━━ DOCUMENT SEGMENT ━━

Undocumented immigrants are already ineligible for SNAP. The only non-citizens who may qualify are lawful permanent residents, or Green card holders; asylum seekers; and other legal residents under temporary protected status, according to the Center for Budget and Policy Priorities.

Senate Bill 1 also establishes the time frame for Medicaid eligibility re-determinations, and requires the Secretary of Family and Social Services to transmit certain information to the federal government to prevent multiple state Medicaid enrollment.

The bill further sets income requirements for Medicaid, and modifies immigration status requirements for Medicaid, including presumptive eligibility, including an increase to 80 hours of work or volunteering per month, and the Healthy Indiana Plan, and requires the office to verify compliance of the requirements and report information to the federal government.

Under HIP, the bill modifies work and exemption requirements and requires the conditions to be met in the three preceding months before an individual applies. The bill directs the Secretary of Family and Social Services to verify compliance with the work requirements on an ongoing basis and at least quarterly.

Senate Bill 1 removes the 12-month eligibility period for HIP and requires semiannual renewal, and it sets an additional copayment for the use of an emergency room for nonemergency services and other services under HIP.

As the state’s Medicaid spending increased to $5 billion in 2025, Garten said the program “has ballooned” as to become unsustainable.

Garten said the bill will help the state address the overpayment or underpayment, known as the error payment rate, which currently sits at 19.5% for Medicaid and 9.5% for SNAP. In total, Garten said the state is looking at $2.25 billion and $2.5 billion in error payments “if we continue down this path.”

State Sen. Shelli Yoder, D-Bloomington, said the state should have oversight over Medicaid and SNAP funds. But, Senate Bill 1 “sounds a lot more like a national agenda than for Hoosier lives.”

“This bill does not read like a careful homegrown solution built around conversations with Indiana families, with Indiana hospitals, with Indiana health providers or community organizations. It’s reading more like a chapter out of a national play book that is circulating across the country,” Yoder said.

Yoder said the bill chooses “a much more brutal approach” to cutting services as it goes beyond federal requirements under Trump’s budget bill.

“We are raising our hand to be the test case for how far this agenda is going to go to cut people off from benefits. We are doing it on the backs of sick Hoosiers, injured Hoosiers, and struggling Hoosiers that we were sent here to serve,” Yoder said.

State Sen. Fady Qaddoura, D-Indianapolis, said as a former employee of FSSA, he doesn’t want to see the state pay the federal government for having high error payment rates. But, Qaddoura said “the solution” to correcting the error payment rate “is back at the agency that contributed to it.”

“The solution, to me, would be first, let’s look at those who are eligible from a benefits versus harms perspective. Those who have been denied services who are eligible. Those who have been delayed services who are eligible,” Qaddoura said.

State Sen. Andrea Hunley, D-Indianapolis, said Senate Bill 1 creates “complex hoops and hurdles and paperwork and administrative bloat in an already complex system.” Families utilizing SNAP deserve the support, she said.

“It is exhausting and hard to be poor, and heaven forbid that a mom would want to buy her kid a cupcake or a candy at the checkout counter,” Hunley said. “It just seems silly to me that in a state where we really work hard to be small government that government would be inside our grocery carts now.”

State Sen. Greg Walker, R-Columbus, said he filed a bill to try to remove the asset calculation for SNAP benefits after he learned that error payment rates are high because the asset determination for SNAP is complicated.

Walker said other states have removed the asset calculation and found the error rates have decreased, which means that more federal dollars go toward the SNAP program recipients.

“There are ways to skin this cat in a way that keeps Indiana compliant,” Walker said.

━━━

REQUIRED WORK: Condense the Senate Bill 1 article's paragraph that begins "Under HIP, the bill modifies" into a short bulleted list that keeps its main facts. The records have no connection to the Senate Bill 1 article.

━━ DATASET ENTRIES ━━

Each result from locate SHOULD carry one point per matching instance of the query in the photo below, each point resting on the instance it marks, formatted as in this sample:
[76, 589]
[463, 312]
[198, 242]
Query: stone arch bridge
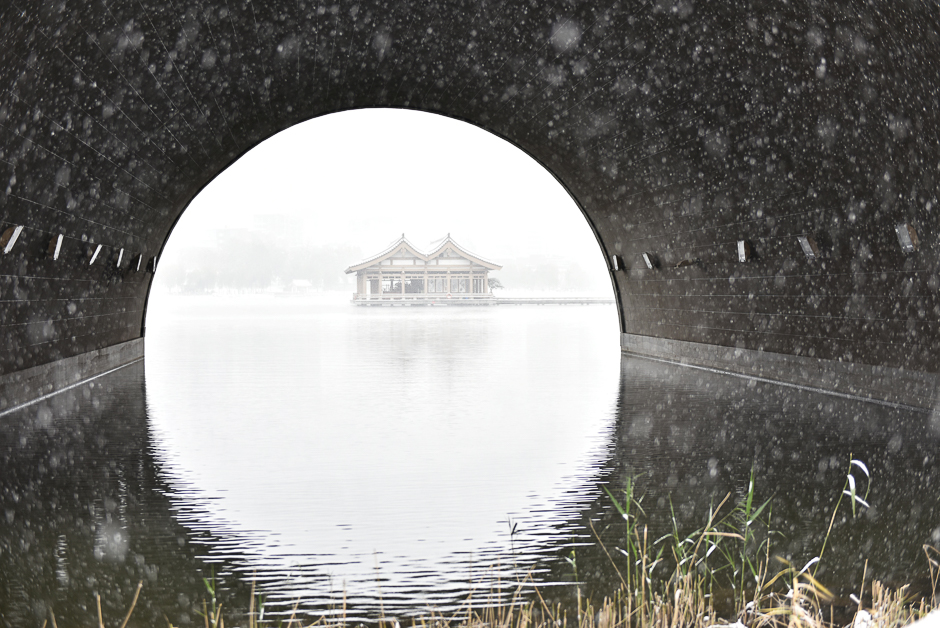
[761, 176]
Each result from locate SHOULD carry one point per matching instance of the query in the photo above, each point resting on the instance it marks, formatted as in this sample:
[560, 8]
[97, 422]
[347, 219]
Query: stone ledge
[28, 385]
[876, 383]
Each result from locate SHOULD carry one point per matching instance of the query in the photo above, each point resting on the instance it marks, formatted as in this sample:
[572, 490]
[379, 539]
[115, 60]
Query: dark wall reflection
[85, 509]
[84, 513]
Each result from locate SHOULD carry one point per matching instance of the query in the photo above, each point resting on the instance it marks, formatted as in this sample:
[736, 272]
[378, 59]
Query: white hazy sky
[363, 177]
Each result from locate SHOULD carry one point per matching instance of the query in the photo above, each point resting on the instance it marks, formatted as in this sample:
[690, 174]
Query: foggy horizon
[360, 179]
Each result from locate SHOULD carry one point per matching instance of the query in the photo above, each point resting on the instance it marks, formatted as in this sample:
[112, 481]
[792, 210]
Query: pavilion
[404, 275]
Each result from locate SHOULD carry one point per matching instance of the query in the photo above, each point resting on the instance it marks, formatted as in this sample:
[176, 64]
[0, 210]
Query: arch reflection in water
[100, 490]
[390, 444]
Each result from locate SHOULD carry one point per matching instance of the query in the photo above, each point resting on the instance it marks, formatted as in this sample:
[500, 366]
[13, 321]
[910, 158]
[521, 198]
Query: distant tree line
[252, 262]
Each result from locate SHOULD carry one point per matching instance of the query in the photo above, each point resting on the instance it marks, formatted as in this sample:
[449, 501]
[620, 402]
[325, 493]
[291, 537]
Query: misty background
[296, 211]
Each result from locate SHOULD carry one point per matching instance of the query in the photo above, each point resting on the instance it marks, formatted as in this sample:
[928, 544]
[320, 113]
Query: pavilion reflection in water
[403, 275]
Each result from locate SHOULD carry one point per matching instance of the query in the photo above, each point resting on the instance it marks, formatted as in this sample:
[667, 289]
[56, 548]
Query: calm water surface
[408, 458]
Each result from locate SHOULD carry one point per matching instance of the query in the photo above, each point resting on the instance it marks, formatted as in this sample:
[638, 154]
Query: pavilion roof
[402, 244]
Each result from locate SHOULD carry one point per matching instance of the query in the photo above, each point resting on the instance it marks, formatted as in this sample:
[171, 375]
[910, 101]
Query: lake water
[405, 459]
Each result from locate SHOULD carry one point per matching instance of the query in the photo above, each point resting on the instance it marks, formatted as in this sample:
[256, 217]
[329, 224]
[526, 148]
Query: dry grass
[731, 551]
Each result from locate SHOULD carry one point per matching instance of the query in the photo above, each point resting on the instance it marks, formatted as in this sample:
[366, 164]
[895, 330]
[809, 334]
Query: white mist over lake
[360, 179]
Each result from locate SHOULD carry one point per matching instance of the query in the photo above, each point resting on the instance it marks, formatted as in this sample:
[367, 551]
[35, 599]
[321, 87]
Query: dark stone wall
[678, 127]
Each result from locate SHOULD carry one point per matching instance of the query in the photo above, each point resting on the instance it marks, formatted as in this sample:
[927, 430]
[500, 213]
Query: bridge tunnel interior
[760, 178]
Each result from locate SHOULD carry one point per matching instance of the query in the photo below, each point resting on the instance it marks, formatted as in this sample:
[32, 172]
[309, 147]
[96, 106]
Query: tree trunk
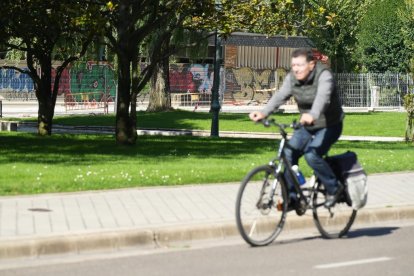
[125, 128]
[45, 98]
[160, 97]
[409, 130]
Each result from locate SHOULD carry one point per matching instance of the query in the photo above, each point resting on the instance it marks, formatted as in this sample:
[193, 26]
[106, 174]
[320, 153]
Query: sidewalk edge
[166, 236]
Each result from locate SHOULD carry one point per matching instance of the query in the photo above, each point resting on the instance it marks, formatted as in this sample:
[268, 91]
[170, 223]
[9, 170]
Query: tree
[380, 46]
[406, 16]
[40, 29]
[332, 25]
[130, 25]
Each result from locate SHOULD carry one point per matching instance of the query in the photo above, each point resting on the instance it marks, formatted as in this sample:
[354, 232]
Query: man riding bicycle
[313, 87]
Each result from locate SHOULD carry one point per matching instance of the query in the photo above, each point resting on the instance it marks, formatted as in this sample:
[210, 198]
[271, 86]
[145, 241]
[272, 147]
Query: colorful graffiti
[81, 78]
[12, 80]
[92, 77]
[237, 84]
[191, 78]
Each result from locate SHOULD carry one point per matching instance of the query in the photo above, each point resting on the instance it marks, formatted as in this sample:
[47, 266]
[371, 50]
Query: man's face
[302, 68]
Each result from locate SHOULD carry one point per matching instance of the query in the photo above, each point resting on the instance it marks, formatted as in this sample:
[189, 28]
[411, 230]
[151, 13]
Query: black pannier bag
[350, 172]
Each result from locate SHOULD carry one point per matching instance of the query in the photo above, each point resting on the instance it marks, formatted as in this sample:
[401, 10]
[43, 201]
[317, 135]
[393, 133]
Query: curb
[167, 236]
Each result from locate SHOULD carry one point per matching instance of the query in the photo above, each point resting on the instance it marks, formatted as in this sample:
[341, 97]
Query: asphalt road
[374, 250]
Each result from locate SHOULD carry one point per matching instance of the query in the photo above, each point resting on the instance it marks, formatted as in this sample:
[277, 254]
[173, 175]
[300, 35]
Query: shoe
[292, 201]
[331, 199]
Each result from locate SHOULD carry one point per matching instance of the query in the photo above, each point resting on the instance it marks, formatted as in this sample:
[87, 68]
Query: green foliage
[409, 106]
[380, 46]
[334, 29]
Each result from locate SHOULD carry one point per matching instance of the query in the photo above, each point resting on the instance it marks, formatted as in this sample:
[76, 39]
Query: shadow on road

━━━

EXERCISE OUTPUT:
- Changes HIP work and exemption requirements.
- Requires applicants to meet these conditions in the three months before applying.
- Has the Secretary of Family and Social Services verify work-requirement compliance on an ongoing basis, at least quarterly.